*** Opening Dataset records ***
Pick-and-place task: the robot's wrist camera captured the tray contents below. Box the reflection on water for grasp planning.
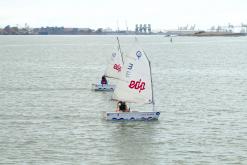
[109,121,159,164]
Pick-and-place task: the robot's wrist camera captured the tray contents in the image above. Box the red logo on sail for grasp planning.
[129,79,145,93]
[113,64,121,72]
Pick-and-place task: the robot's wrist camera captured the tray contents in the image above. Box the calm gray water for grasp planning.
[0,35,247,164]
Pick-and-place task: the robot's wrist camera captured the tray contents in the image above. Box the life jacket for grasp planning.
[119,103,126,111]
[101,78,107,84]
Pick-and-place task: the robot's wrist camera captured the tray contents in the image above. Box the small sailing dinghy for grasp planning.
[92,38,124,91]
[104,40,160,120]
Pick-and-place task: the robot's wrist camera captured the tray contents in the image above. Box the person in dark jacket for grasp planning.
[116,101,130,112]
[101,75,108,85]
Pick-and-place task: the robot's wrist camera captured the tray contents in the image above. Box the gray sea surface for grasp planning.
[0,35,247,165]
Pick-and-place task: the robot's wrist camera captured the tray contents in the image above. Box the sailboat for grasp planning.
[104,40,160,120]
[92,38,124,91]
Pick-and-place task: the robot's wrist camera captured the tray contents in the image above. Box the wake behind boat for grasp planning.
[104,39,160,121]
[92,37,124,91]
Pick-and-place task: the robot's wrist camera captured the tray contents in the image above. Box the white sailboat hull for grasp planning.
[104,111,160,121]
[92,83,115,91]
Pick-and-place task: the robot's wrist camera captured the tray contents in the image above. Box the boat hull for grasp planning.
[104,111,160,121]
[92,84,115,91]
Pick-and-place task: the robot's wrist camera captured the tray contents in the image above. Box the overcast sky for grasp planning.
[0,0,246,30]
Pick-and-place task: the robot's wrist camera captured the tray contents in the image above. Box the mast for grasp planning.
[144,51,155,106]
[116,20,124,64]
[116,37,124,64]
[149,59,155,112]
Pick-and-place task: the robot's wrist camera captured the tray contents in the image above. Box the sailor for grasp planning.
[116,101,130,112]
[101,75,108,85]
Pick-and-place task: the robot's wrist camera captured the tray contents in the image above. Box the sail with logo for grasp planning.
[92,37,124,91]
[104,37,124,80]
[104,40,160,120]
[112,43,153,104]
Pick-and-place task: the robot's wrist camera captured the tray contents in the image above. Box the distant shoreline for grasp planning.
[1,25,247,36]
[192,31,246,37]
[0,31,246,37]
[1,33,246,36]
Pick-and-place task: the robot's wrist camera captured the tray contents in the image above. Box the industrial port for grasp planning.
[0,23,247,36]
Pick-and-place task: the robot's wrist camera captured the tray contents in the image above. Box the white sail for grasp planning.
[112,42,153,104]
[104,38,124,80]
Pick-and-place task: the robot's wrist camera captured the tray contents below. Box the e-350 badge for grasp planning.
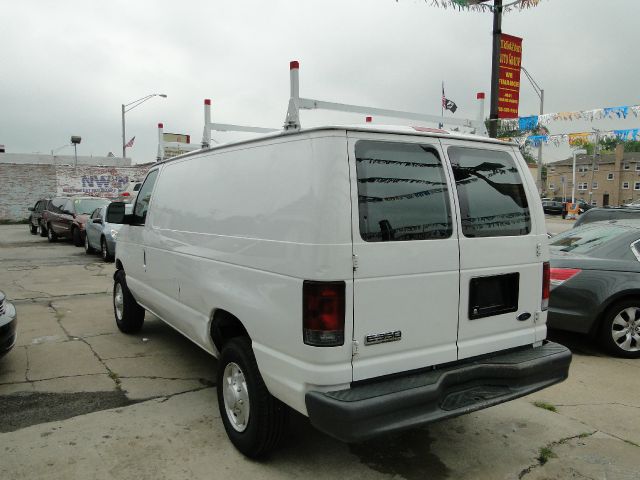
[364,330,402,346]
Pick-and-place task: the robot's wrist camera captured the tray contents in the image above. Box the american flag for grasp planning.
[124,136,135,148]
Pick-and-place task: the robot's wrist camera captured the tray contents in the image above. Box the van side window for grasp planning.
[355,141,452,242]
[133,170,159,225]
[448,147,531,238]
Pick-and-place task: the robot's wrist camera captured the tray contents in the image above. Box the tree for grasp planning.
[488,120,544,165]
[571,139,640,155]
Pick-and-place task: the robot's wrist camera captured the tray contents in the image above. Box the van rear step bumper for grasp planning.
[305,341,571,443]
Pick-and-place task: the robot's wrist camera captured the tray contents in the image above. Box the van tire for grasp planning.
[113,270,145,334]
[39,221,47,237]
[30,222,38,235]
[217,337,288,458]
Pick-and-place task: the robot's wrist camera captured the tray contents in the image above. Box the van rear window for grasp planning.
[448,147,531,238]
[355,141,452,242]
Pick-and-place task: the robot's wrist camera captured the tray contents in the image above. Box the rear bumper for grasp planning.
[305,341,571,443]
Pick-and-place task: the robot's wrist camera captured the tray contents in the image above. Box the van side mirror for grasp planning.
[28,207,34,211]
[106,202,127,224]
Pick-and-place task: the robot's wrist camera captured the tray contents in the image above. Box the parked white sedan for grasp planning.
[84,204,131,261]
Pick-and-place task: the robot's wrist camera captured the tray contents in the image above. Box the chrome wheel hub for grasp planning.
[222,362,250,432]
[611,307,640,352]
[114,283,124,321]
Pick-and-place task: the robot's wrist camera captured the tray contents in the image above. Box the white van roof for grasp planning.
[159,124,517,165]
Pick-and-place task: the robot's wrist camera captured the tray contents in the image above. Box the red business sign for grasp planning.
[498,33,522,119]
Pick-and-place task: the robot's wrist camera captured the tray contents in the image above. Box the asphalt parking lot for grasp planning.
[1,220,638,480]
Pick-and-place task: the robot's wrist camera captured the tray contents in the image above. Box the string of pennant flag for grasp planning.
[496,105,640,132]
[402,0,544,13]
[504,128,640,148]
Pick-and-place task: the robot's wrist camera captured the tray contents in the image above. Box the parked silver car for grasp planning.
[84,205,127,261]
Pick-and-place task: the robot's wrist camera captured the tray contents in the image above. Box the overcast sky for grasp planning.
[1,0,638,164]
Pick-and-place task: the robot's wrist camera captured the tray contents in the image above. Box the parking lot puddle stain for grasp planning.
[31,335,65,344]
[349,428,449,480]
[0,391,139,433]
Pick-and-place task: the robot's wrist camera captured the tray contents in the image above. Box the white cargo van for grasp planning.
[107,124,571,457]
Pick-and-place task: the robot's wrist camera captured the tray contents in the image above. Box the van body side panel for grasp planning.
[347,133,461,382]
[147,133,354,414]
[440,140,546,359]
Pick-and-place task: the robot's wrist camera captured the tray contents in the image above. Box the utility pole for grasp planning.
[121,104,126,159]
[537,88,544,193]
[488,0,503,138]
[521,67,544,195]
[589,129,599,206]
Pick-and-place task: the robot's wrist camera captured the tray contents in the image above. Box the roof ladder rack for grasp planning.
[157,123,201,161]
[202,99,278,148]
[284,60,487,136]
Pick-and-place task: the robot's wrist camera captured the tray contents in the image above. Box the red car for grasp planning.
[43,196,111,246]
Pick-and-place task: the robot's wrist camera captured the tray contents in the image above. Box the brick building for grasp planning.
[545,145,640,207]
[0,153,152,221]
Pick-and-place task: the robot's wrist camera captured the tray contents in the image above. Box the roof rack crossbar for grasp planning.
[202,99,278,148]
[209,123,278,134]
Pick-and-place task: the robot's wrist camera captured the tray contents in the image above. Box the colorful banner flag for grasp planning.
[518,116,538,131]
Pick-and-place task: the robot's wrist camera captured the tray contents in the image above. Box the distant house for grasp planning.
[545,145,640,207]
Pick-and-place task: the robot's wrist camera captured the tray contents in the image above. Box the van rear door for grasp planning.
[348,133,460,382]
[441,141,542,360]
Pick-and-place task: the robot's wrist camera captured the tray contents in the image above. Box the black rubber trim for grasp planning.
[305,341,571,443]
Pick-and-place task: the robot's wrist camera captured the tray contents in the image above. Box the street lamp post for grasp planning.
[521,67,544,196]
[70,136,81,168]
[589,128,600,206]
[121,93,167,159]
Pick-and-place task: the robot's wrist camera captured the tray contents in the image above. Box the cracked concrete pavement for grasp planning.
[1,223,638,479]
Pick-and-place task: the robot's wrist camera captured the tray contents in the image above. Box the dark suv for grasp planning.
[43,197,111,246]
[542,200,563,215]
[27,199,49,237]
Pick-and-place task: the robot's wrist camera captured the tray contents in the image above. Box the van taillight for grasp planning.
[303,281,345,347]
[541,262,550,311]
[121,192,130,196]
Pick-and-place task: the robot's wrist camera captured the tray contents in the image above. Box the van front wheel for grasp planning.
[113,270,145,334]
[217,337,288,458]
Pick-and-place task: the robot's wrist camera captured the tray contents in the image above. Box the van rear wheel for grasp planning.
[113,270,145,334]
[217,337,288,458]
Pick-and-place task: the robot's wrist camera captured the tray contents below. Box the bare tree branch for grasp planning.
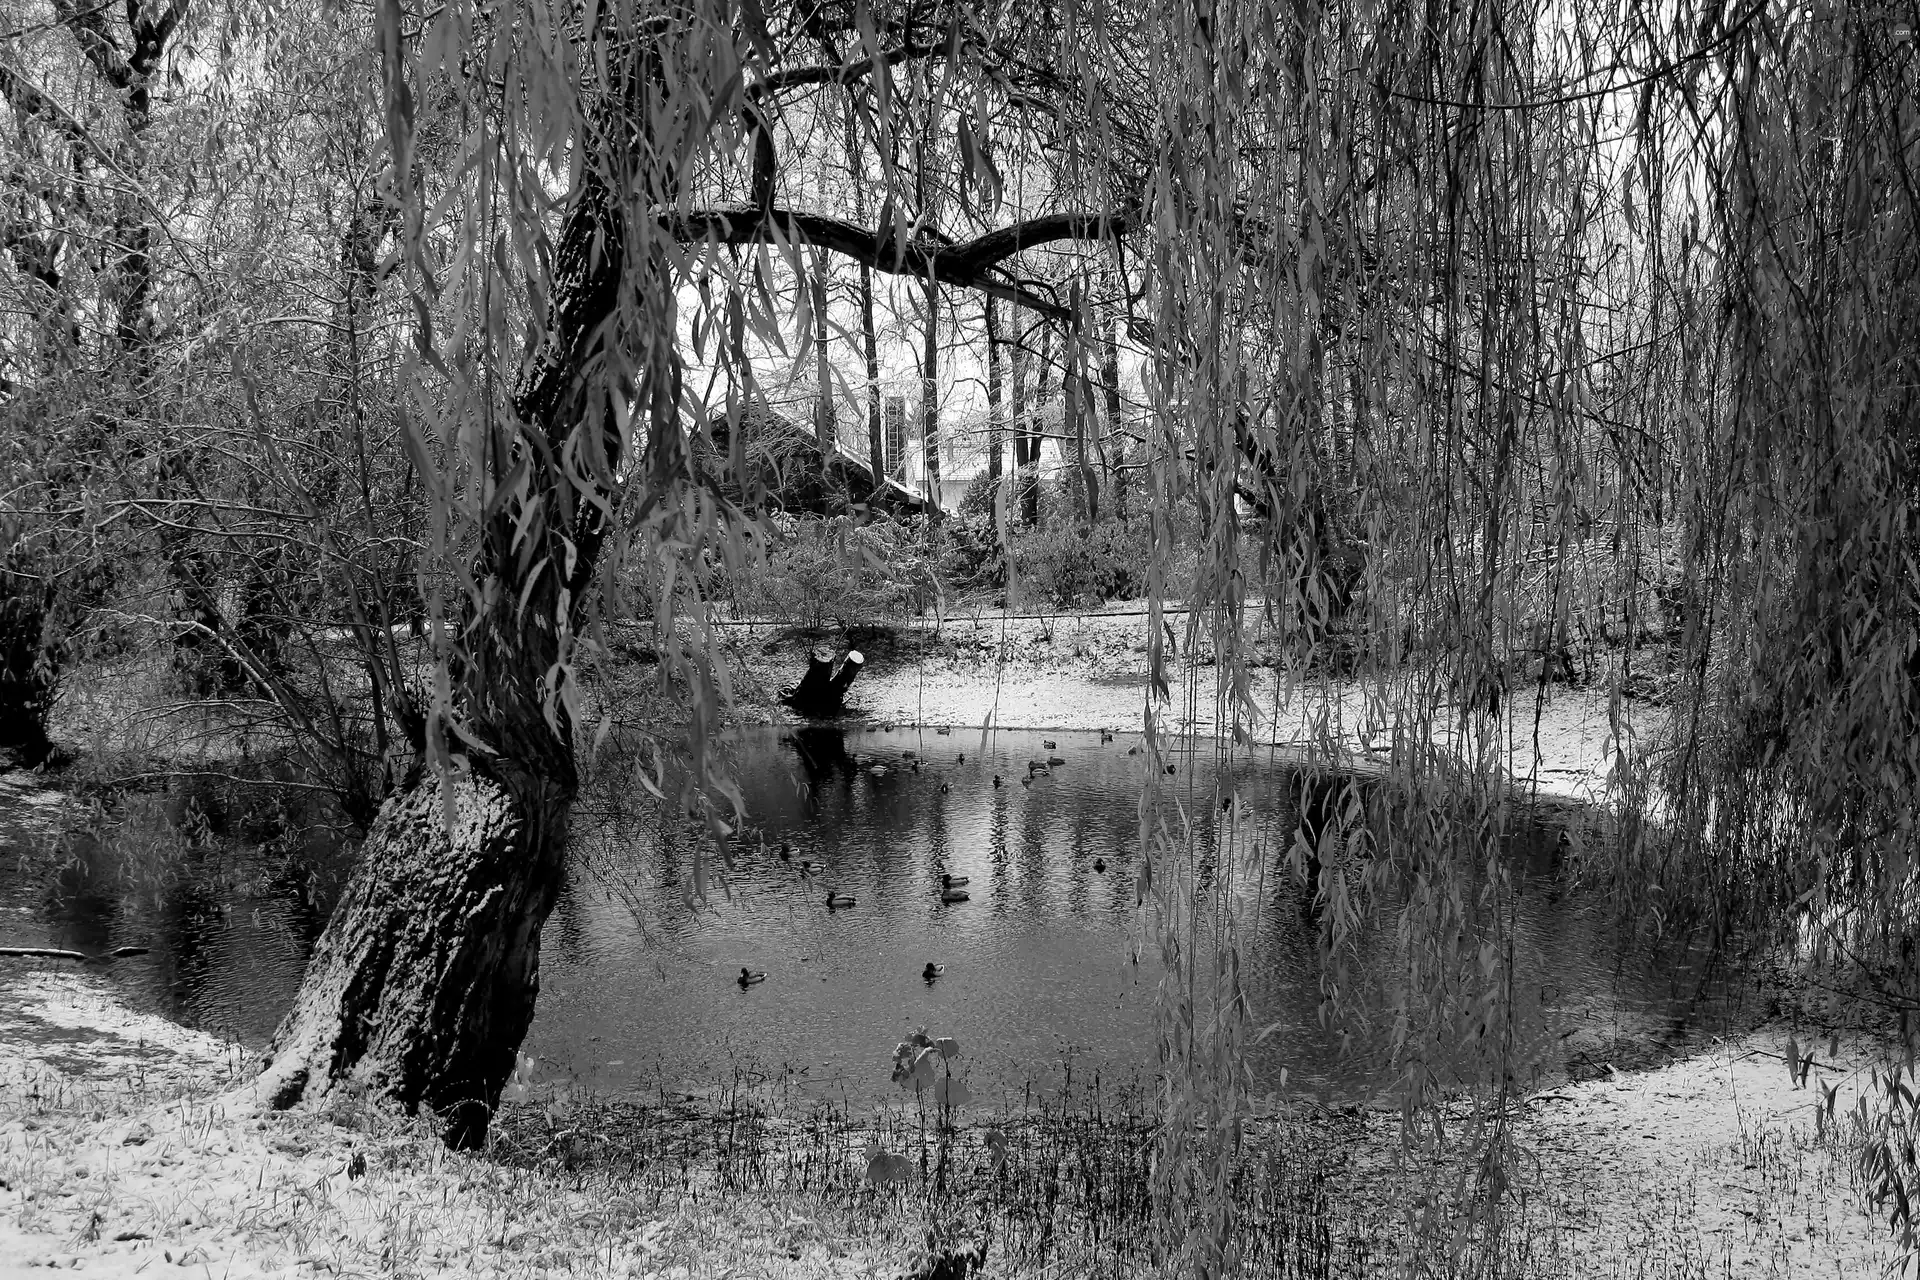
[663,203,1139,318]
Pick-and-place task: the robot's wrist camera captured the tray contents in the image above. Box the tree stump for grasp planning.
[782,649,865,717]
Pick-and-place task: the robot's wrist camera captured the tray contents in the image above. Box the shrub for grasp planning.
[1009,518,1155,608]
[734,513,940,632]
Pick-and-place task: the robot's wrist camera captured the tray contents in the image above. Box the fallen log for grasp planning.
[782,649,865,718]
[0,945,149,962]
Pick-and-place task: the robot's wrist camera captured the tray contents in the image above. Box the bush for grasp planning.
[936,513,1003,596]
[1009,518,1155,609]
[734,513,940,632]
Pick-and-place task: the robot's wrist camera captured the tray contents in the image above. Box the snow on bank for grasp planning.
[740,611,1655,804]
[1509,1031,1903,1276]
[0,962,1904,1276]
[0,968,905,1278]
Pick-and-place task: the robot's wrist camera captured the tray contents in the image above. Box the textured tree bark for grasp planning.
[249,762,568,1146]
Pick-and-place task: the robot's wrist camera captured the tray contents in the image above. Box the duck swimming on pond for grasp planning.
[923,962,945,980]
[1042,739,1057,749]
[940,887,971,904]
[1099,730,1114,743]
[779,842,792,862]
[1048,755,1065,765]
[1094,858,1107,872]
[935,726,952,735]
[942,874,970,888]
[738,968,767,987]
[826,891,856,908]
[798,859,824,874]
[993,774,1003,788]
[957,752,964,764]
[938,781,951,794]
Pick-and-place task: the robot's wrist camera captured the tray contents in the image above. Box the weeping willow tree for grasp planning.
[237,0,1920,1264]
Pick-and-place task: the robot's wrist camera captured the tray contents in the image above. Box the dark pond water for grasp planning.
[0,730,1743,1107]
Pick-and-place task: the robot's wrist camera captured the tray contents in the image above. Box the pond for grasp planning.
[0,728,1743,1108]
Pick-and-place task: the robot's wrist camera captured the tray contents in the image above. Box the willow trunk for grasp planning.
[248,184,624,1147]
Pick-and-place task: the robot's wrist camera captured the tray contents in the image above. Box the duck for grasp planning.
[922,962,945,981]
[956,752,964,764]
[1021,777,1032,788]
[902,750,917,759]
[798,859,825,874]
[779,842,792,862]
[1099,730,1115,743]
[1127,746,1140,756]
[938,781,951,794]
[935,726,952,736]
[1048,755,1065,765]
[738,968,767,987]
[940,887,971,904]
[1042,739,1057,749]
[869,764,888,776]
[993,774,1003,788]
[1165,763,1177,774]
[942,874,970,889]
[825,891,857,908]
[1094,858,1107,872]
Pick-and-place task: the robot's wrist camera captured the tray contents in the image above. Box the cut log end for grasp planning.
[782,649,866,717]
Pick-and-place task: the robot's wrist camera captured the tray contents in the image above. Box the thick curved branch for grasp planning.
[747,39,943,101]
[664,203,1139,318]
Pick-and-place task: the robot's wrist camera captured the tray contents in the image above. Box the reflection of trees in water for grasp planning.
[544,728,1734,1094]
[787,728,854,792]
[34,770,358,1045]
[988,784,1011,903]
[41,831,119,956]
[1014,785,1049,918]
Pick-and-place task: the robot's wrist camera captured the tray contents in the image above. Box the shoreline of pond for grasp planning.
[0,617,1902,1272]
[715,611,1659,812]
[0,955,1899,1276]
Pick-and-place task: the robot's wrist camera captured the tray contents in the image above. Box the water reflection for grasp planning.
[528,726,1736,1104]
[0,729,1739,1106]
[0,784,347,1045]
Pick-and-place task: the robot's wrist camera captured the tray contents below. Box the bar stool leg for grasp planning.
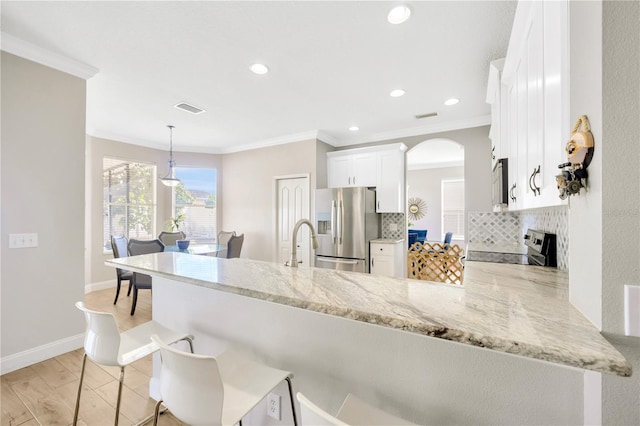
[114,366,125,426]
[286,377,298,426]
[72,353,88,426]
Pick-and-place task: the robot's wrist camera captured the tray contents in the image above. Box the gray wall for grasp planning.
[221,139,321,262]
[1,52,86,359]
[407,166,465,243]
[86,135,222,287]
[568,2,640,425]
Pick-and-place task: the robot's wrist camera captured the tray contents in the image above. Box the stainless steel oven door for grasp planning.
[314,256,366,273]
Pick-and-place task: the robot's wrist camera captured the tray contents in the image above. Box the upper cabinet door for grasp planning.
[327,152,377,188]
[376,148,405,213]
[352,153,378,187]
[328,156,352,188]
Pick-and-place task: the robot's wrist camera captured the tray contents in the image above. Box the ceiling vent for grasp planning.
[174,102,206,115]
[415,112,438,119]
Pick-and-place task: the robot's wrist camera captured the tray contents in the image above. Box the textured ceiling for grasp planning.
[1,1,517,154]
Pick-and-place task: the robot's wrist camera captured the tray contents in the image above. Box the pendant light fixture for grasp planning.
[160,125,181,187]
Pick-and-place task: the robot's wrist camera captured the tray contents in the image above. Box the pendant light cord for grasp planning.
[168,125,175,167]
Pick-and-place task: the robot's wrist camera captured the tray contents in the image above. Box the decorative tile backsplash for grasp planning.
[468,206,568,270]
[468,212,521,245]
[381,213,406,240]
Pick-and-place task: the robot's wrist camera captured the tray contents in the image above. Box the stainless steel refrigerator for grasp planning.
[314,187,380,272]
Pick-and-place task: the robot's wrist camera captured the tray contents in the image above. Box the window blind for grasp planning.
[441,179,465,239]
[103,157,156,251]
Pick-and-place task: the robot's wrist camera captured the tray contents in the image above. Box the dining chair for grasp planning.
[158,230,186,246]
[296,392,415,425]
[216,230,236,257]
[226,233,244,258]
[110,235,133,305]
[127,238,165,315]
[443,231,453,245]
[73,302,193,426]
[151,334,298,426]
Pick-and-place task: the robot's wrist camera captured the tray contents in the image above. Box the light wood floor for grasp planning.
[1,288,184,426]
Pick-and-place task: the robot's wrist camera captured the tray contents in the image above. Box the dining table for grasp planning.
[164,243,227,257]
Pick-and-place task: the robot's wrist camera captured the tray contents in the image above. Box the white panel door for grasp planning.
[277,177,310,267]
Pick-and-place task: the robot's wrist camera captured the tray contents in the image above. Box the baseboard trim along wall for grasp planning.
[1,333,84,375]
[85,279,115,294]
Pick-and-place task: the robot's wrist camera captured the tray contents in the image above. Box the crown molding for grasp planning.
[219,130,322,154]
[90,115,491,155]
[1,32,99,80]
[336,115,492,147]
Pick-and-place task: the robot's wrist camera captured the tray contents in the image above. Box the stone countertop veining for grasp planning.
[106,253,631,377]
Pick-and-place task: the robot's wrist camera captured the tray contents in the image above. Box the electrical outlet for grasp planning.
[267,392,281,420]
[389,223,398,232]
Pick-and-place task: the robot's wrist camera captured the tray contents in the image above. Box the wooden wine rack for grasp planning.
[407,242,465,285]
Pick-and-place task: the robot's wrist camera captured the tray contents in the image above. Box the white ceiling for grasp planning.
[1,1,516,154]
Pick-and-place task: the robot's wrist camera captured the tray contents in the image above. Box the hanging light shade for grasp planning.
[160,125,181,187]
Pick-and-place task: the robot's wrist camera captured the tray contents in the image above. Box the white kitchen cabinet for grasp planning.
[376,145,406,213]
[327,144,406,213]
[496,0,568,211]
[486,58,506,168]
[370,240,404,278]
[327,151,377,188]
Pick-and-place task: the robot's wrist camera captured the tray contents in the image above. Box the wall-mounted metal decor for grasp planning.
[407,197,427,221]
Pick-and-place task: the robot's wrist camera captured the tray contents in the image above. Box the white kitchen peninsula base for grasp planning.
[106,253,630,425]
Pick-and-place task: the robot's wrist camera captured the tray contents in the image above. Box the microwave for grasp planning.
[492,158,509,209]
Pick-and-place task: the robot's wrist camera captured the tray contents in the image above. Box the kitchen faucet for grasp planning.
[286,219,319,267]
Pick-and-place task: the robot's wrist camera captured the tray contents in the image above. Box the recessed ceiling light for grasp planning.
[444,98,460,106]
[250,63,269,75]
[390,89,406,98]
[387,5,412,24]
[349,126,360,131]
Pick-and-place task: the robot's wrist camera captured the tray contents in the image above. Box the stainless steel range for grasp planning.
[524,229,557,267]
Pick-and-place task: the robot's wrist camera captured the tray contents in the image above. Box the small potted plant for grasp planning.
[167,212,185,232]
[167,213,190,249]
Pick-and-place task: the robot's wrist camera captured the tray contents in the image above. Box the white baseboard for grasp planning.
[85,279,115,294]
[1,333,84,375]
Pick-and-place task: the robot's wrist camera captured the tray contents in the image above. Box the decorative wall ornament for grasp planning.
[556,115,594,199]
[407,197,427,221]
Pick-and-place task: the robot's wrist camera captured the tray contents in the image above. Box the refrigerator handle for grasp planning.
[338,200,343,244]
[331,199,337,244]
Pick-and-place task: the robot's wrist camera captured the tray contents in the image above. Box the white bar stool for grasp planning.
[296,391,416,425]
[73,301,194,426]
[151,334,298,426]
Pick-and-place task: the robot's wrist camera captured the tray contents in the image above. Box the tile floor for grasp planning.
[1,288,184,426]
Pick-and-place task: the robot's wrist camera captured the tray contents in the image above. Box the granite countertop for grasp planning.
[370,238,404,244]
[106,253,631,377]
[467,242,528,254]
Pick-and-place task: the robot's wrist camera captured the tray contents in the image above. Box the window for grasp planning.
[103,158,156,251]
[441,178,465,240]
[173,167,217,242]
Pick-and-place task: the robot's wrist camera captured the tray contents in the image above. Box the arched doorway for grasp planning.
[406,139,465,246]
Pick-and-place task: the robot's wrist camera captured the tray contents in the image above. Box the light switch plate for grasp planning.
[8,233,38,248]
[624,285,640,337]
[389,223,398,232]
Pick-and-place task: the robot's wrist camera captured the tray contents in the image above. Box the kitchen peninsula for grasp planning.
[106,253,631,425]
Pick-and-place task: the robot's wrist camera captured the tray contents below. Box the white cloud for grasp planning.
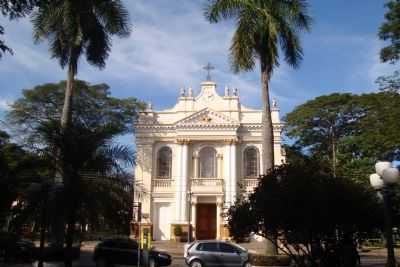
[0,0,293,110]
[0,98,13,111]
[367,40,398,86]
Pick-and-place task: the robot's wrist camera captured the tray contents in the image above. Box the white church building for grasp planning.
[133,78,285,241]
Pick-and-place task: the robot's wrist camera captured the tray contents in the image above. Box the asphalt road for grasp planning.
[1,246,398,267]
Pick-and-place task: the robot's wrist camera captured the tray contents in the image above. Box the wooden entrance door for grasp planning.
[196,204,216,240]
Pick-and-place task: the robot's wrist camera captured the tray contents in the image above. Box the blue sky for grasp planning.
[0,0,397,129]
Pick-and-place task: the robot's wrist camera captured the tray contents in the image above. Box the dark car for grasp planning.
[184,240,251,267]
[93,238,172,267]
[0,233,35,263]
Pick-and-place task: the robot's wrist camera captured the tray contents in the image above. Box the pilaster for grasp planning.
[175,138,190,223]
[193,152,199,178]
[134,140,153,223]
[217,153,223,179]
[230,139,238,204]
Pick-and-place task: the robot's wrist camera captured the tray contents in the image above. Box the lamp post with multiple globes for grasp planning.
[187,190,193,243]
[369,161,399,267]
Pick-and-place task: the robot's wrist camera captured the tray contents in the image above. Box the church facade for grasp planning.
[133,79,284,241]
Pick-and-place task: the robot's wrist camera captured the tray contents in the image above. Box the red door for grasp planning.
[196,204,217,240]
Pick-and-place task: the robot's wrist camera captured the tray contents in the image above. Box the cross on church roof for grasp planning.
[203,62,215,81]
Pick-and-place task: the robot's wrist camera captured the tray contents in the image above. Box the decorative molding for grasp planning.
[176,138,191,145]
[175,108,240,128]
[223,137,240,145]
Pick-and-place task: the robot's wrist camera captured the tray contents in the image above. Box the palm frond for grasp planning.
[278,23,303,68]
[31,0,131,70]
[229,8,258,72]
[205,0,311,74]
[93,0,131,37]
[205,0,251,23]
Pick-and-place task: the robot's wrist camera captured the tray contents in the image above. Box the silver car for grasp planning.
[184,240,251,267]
*** Closing Dataset records ***
*Directions for this task*:
Set down no line except those from the one with "red door for grasp planning." to the last line of the data, inclusive, each exactly as written.

*Expected output*:
Pick-and-place task: the robot's wrist camera captured the tray contents in the image above. Box the red door for grasp planning.
[196,204,217,240]
Pick-and-place task: the robot's wrist camera captured the tray contents in the image above. Box the cross on church roof for grasp planning.
[203,62,215,81]
Pick-and-place task: the robot's wrist camera captured the tray contents in the image above. Box the decorative molding for grasp planning.
[176,138,191,145]
[175,108,240,128]
[223,137,240,145]
Pick-and-place task: the robot's wrist camera captured the tray contents in the image above. Box the palm frond for grasp planning.
[278,23,303,68]
[31,0,131,70]
[229,8,258,72]
[205,0,311,74]
[93,0,131,37]
[205,0,251,23]
Pick-and-place task: the robot's wrist camera captured the tray contents in the image above. Box the silver car for grasp planning.
[184,240,251,267]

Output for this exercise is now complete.